> _ASSIGNMENT_
Write out the records below word for word, please.

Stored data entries
━━━━━━━━━━
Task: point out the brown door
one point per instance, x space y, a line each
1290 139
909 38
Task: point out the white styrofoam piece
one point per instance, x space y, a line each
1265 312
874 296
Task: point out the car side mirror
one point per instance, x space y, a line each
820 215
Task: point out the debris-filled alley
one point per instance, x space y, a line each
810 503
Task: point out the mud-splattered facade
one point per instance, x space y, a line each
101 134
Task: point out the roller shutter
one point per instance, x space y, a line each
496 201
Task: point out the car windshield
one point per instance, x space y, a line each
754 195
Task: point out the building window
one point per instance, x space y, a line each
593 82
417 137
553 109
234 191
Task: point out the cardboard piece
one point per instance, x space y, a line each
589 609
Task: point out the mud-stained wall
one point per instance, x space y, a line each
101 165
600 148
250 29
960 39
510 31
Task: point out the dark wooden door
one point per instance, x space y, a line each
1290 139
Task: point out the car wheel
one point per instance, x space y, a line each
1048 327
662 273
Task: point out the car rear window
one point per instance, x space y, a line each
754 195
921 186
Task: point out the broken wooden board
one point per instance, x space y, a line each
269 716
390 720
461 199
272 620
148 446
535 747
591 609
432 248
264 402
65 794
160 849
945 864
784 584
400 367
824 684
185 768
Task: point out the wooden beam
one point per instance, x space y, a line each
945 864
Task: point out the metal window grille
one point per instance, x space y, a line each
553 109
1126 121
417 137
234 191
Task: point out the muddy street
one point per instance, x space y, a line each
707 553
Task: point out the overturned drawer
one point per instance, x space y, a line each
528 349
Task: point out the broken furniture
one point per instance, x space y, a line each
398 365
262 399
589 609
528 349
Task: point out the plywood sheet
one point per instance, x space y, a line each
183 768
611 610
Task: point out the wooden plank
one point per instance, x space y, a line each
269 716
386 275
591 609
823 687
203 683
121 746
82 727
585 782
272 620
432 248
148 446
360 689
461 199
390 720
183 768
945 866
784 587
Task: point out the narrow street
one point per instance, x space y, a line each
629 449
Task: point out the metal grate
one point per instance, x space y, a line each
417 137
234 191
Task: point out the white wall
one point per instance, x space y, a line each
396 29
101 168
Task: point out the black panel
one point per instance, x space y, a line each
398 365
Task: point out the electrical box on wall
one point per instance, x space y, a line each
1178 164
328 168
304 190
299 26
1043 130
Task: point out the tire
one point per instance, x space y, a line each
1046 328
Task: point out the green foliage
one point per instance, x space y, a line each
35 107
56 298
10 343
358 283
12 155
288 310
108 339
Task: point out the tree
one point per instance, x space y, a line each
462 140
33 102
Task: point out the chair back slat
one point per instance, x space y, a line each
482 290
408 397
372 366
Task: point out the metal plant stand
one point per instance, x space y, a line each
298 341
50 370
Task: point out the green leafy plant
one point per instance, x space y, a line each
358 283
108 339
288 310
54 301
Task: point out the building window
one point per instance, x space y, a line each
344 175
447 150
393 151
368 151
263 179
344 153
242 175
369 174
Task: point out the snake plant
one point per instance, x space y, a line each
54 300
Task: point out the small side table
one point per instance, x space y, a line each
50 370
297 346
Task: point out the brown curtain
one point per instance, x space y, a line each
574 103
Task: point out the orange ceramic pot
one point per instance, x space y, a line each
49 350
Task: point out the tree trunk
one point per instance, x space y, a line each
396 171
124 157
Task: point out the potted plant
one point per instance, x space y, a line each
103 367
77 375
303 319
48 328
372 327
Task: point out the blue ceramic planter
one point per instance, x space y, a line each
━━━━━━━━━━
> _WORKED SOLUTION_
Task: point out the brown door
one point per instance, x space y, a line each
1290 139
909 38
Task: point out the white styrofoam piece
one point per instance, x space y, a line each
1265 312
874 296
Task: point out the car side mirror
one point per instance, x space y, a line each
820 215
Task: point out the debris-filled alley
one point per instance, x space y, a line each
810 503
Task: point out the mud-splattered facade
one point per instance, x space y, a line each
101 134
Task: point out the roller shutter
one point per instance, x space y, a line each
496 201
Task: point out the car windshield
one point per instance, x space y, a line each
754 195
Task: point out the building window
one point per instance, x space y, a line each
593 82
417 137
553 109
234 191
Task: point out the cardboard piece
one point per instance, x space y, a line each
589 609
Task: point out the mud-stained wall
one point per instance, x space y, a line each
101 165
600 148
250 29
960 39
510 31
Task: point out the dark wooden door
one point per instance, x space y, a line each
1290 139
Task: point out the car wheel
one point per instance, x space y, a line each
1048 327
662 273
Task: point out the car rear window
one point per instance, x space y, a line each
754 195
921 186
Task: point out the broken wooden board
one point per instance, x space y, a line each
269 716
390 720
461 199
272 620
148 446
535 747
591 609
432 248
264 402
65 794
160 849
945 864
784 584
400 367
824 684
185 768
Task: point out the wooden beam
one point per instance, x space y, a line each
945 864
Task: point out the metal window grille
one point per instance, x space y, a line each
553 109
1126 121
417 137
234 191
Task: point out the muddy street
one point per instance, x space y, a line each
707 553
Task: point out the overturned drawer
one point per instance, x space y, a line each
528 349
Task: point out the broken furniture
one point per instance, x space y, a line each
398 365
262 399
589 609
528 349
Task: point out the plywood sheet
one point per instance, x space y, a line each
183 768
611 610
Task: point out the wooden plank
one point per instance, x space y, a line each
269 716
386 275
591 609
823 687
203 683
121 746
82 727
585 782
272 620
432 248
148 446
360 689
461 199
390 720
183 768
945 866
784 587
Task: point out the narrow street
one point per instance, x space y, a line each
629 449
Task: point out the metal grate
one point per instance, x space y, a line each
417 137
234 191
Task: point out the white wall
one point per instance, x space y, a line each
396 29
101 168
Task: point out the black panel
one point per instance, x space y, a line each
398 365
Task: point out the electrical box on wall
one point per instance, x space y, a line each
1178 164
328 168
304 190
299 26
1043 130
Task: point out the tire
one point per instance, x space y, a line each
1046 328
Task: point out the green foliage
one point per instance, x space y, a line each
35 107
56 298
10 343
358 283
12 155
288 310
108 339
Task: point out the tree
one point per instance, x space y, a line each
462 140
33 102
Task: point out the chair back slat
one point per instance, x space y, a line each
482 290
408 397
372 366
Task: point out the metal plant stand
one point per instance, x space y, a line each
298 341
50 370
Task: point out the green leafy plant
one point per instance, x space y, a line each
358 283
108 339
288 310
54 301
Task: point out the building window
one point per instance, x space y, a line each
344 175
447 150
393 151
368 151
263 179
344 153
242 175
369 174
Task: point out the snake plant
one point per instance, x space y, a line each
54 300
Task: point out the small side table
one point per instance, x space y, a line each
50 370
297 346
Task: point out the brown curtain
one point per instance, x space y, a line each
574 103
Task: point out the orange ceramic pot
one point per instance, x space y, a line each
49 350
Task: point out the tree trunk
one point per instance, x space y, a line each
396 171
124 157
Task: point out the potted plant
one point per instance, x space y, a line each
103 367
77 375
303 319
48 328
372 327
Task: point out the blue ceramic planter
one point per instance, x space y, a line each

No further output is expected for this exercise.